::: Text under study
A new climate analysis says Guwahati residents lose about 72 hours of sleep annually due to high nighttime temperatures, with six hours linked to climate change

High nighttime temperatures are affecting sleep in Guwahati, according to a new analysis by Climate Central. The study estimates that people in the city lose an average of 72 hours of sleep every year because of heat at night. Of this total sleep loss, six hours are directly linked to human-caused climate change.

The research also suggests the problem has been growing over time. It compares two periods, reporting that between 1970 and 1975, residents lost about 65 hours of sleep annually due to heat, with only three of those hours attributed to climate change. By the period of 2020 to 2025, total sleep loss rose to 72 hours and the climate change-linked portion doubled to six hours.

Rising Night Temperatures Leave Guwahati Residents With Fewer Hours of Sleep Each Year
Rising Night Temperatures Leave Guwahati Residents With Fewer Hours of Sleep Each Year

Climate change is rising faster at night

The analysis is based on research that connects temperature and sleep, along with methods that attribute parts of temperature trends to climate change. It highlights that nighttime temperatures are increasing even faster than daytime temperatures in many places. This matters because the body needs a cooler environment to rest and recover, and warmer nights can make it harder to cool down during sleep.
::::::
Problem set:
**1)** List each distinct annual sleep-loss figure, in hours, that the text on nighttime heat in Guwahati gives, noting what each one measures.
**2)** Reproduce the passage of the text on nighttime heat in Guwahati between "The research also" and "to six hours.", inclusive.
::: Data for review
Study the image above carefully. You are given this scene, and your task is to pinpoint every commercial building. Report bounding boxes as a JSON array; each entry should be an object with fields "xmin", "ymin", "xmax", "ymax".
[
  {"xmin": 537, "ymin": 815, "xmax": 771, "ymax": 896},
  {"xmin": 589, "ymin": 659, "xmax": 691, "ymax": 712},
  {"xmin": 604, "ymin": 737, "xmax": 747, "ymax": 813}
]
::::::
Activity answers:
**1)**
- 72 hours: total sleep lost per year to nighttime heat, for the 2020 to 2025 period
- Six hours: the part of that current total linked to human-caused climate change
- 65 hours: total sleep lost per year to heat between 1970 and 1975
- Three hours: the part of the 1970 to 1975 total attributed to climate change

**2)**
The research also suggests the problem has been growing over time. It compares two periods, reporting that between 1970 and 1975, residents lost about 65 hours of sleep annually due to heat, with only three of those hours attributed to climate change. By the period of 2020 to 2025, total sleep loss rose to 72 hours and the climate change-linked portion doubled to six hours.